▸ **WHAT NEEDS TO BE DONE**:
Word for word, restate all of the entries.

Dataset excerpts
== Segment start ==

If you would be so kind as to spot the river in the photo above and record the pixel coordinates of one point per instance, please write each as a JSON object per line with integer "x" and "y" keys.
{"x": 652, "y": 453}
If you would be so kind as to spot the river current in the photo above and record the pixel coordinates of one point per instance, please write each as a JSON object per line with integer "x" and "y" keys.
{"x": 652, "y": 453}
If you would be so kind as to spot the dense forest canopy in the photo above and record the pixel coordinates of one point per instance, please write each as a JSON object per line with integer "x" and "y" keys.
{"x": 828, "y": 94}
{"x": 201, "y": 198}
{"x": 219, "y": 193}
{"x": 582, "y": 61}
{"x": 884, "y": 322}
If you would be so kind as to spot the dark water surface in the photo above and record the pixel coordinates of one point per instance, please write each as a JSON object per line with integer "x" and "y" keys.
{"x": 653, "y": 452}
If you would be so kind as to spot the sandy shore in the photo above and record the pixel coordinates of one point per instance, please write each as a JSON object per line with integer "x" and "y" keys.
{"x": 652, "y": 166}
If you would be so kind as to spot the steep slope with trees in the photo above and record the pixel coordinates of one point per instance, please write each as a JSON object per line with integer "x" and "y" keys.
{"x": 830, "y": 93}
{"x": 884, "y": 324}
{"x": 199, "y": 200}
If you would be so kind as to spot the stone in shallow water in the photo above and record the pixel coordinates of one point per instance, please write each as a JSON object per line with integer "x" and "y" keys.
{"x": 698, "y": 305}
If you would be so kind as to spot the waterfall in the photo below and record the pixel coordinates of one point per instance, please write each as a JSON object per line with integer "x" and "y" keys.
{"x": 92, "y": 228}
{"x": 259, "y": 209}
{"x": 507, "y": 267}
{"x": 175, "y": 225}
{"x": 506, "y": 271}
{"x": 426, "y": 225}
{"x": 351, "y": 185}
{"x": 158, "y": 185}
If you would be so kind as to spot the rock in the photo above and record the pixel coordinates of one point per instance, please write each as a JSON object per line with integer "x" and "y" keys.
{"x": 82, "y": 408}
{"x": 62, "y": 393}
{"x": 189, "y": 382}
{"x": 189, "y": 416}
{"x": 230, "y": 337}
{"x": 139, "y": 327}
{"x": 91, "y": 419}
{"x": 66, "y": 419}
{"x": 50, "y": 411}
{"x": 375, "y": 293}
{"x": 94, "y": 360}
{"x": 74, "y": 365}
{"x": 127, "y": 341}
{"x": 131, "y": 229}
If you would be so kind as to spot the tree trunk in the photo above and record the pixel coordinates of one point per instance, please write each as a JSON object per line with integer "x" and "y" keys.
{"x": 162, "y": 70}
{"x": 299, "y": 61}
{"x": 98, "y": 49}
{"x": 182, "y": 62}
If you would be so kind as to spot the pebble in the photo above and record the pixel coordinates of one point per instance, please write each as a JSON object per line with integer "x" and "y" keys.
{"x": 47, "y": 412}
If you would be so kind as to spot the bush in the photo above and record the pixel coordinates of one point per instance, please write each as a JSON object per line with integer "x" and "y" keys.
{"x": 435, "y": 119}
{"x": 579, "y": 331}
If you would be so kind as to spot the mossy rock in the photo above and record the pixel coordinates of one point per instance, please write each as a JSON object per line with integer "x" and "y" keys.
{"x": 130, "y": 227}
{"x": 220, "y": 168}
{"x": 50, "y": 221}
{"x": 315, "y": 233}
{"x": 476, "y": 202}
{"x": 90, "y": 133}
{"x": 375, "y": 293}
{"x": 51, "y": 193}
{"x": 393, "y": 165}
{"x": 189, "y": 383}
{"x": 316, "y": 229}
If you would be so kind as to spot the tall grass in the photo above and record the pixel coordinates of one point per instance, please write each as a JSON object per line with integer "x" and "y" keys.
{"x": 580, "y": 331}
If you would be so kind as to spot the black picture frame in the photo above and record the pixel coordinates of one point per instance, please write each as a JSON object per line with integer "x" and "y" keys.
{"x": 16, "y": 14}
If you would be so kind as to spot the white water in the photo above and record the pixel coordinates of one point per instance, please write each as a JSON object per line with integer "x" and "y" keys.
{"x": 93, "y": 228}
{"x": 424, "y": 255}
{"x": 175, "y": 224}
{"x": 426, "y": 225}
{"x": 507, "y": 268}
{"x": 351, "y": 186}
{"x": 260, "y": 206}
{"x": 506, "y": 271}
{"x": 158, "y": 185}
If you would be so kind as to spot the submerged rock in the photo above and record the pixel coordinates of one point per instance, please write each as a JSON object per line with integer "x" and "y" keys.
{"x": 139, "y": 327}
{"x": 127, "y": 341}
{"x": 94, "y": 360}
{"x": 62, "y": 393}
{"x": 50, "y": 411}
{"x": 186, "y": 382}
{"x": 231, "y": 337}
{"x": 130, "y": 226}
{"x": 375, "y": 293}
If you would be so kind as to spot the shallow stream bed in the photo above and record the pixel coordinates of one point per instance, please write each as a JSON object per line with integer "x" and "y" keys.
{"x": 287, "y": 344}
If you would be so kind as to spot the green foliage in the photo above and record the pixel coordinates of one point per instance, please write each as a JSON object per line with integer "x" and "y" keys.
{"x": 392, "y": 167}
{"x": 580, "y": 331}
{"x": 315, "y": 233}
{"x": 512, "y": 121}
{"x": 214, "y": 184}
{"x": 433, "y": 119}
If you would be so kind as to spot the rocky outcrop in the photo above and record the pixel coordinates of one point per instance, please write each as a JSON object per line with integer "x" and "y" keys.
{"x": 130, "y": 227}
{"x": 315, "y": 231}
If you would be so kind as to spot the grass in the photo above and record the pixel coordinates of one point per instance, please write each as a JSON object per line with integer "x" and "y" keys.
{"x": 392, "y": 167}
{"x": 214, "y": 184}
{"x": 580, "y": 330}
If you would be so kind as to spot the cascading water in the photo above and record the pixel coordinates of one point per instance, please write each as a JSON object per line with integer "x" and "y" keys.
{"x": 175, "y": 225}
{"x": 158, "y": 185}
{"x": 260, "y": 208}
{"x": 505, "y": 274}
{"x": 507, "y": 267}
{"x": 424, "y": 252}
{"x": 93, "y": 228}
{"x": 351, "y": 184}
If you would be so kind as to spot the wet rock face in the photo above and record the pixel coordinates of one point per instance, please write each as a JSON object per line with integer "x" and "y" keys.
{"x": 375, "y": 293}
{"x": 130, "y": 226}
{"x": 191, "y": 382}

== Segment end ==

▸ **ANSWER BELOW**:
If you would be so kind as to spot the river in the photo above and record the pixel coordinates of one point per instance, please write each as a JSON object per line with integer "x" and "y" keys.
{"x": 652, "y": 453}
If you would be so kind as to spot the river current in the photo above and record the pixel coordinates of one point per instance, please write each as a JSON object per line with integer "x" and "y" keys.
{"x": 652, "y": 453}
If you would be so kind as to spot the dense forest canopy in the photo above and record the pixel coordinates of one point per instance, please write each as a JSON object per line with integer "x" and "y" keys.
{"x": 828, "y": 94}
{"x": 201, "y": 198}
{"x": 219, "y": 193}
{"x": 582, "y": 61}
{"x": 884, "y": 322}
If you would be so kind as to spot the dark water surface in the photo above and record the pixel coordinates of one point per instance, please write each as a JSON object per line with integer "x" and "y" keys.
{"x": 653, "y": 452}
If you would be so kind as to spot the sandy shore in the photo above and record the pixel coordinates of one point per instance, please write each as a JSON object per line with integer "x" and "y" keys.
{"x": 652, "y": 166}
If you would be so kind as to spot the steep slope with trees in the photo above and record the pixel coordinates of one point per instance, please write each as a JSON object per line with integer "x" and "y" keys.
{"x": 830, "y": 93}
{"x": 884, "y": 324}
{"x": 199, "y": 200}
If you would be so kind as to spot the stone in shallow water in the photo above and record the pixel coordinates of one point per instance, please write each as a JSON object per line with integer "x" and "y" keys.
{"x": 698, "y": 305}
If you would be so kind as to spot the waterfall in the photo below and record the pixel coordinates of one point per instance, please write each as a JSON object per line with integer "x" and "y" keys.
{"x": 92, "y": 228}
{"x": 259, "y": 209}
{"x": 507, "y": 267}
{"x": 175, "y": 225}
{"x": 506, "y": 271}
{"x": 426, "y": 225}
{"x": 351, "y": 185}
{"x": 158, "y": 185}
If you would be so kind as to spot the rock in the photo above and record the pixel coordinates of one point per instance, please write each as a JSON object per line with integer "x" and "y" keys.
{"x": 82, "y": 408}
{"x": 62, "y": 393}
{"x": 189, "y": 382}
{"x": 189, "y": 416}
{"x": 230, "y": 337}
{"x": 139, "y": 327}
{"x": 91, "y": 419}
{"x": 66, "y": 419}
{"x": 50, "y": 411}
{"x": 375, "y": 293}
{"x": 94, "y": 360}
{"x": 74, "y": 365}
{"x": 127, "y": 341}
{"x": 131, "y": 229}
If you would be so kind as to spot the tree trunk in the photo above and record the pixel coordinates of one point per instance, please write each as a JSON object per line with integer "x" and "y" keys.
{"x": 162, "y": 70}
{"x": 299, "y": 61}
{"x": 98, "y": 49}
{"x": 182, "y": 62}
If you would be so kind as to spot the pebble in the photo above and record the pixel coordinates of one point per instance, please write each as a JSON object per line with integer "x" and "y" keys.
{"x": 47, "y": 412}
If you would be so kind as to spot the bush in the photo above and record the pixel coordinates of one point per instance, please write each as a JSON object per line with integer "x" and "y" keys.
{"x": 435, "y": 119}
{"x": 579, "y": 331}
If you would be so kind as to spot the mossy rock in the photo above and record the pixel coordinates of one point per instance, please write each as a JSON object per line with integer "x" and "y" keys.
{"x": 130, "y": 227}
{"x": 220, "y": 168}
{"x": 50, "y": 221}
{"x": 315, "y": 233}
{"x": 476, "y": 202}
{"x": 90, "y": 133}
{"x": 375, "y": 293}
{"x": 51, "y": 193}
{"x": 393, "y": 165}
{"x": 189, "y": 383}
{"x": 316, "y": 229}
If you would be so kind as to spot the tall grass in the photo above and record the pixel coordinates of one point per instance, please write each as a JSON object per line with integer "x" and "y" keys.
{"x": 580, "y": 331}
If you would be so kind as to spot the black picture frame in the photo above and record the pixel coordinates of one point per instance, please write each as a JSON object per line with integer "x" and "y" keys.
{"x": 16, "y": 14}
If you would be so kind as to spot the white water in the photo above and record the pixel coordinates of one point per instance, please write each as a JSON object per line with integer "x" and "y" keys.
{"x": 93, "y": 228}
{"x": 424, "y": 255}
{"x": 175, "y": 224}
{"x": 426, "y": 225}
{"x": 507, "y": 268}
{"x": 351, "y": 186}
{"x": 260, "y": 206}
{"x": 506, "y": 271}
{"x": 158, "y": 185}
If you would be so kind as to spot the submerged rock in the photo above and record the pixel coordinates of one point per instance, please write each as a JSON object per line with integer "x" and "y" keys.
{"x": 139, "y": 327}
{"x": 127, "y": 341}
{"x": 94, "y": 360}
{"x": 62, "y": 393}
{"x": 50, "y": 411}
{"x": 186, "y": 382}
{"x": 231, "y": 337}
{"x": 130, "y": 226}
{"x": 375, "y": 293}
If you would be so kind as to spot the shallow stream bed in the photo above and record the pixel coordinates of one point per instance, please write each as a JSON object per line with integer "x" and "y" keys.
{"x": 287, "y": 344}
If you would be so kind as to spot the green foliage in the photo above and record the pixel coordinates of one point per instance, please write each as a JSON object per line with integer "x" and "y" keys.
{"x": 392, "y": 167}
{"x": 580, "y": 331}
{"x": 315, "y": 233}
{"x": 512, "y": 121}
{"x": 214, "y": 184}
{"x": 433, "y": 119}
If you would be so kind as to spot the rocky outcrop in the photo above and record the pixel coordinates of one point per instance, please write each as a JSON object per line with integer "x" and "y" keys.
{"x": 130, "y": 227}
{"x": 315, "y": 231}
If you would be so kind as to spot the grass in the photo above and record the pixel coordinates of one point per instance, please write each as a JSON object per line with integer "x" and "y" keys.
{"x": 392, "y": 167}
{"x": 214, "y": 184}
{"x": 580, "y": 330}
If you would be so kind as to spot the cascading water in the photo above and record the pixel coordinates of one point per instance, please write each as a JSON object per line with integer "x" and "y" keys.
{"x": 175, "y": 225}
{"x": 158, "y": 185}
{"x": 260, "y": 208}
{"x": 505, "y": 274}
{"x": 507, "y": 267}
{"x": 424, "y": 252}
{"x": 93, "y": 228}
{"x": 351, "y": 184}
If you would be so kind as to spot the wet rock face in the photo above and record the pixel coordinates of one point per instance, please write each as a JSON object per line with integer "x" and "y" keys.
{"x": 375, "y": 293}
{"x": 130, "y": 226}
{"x": 191, "y": 382}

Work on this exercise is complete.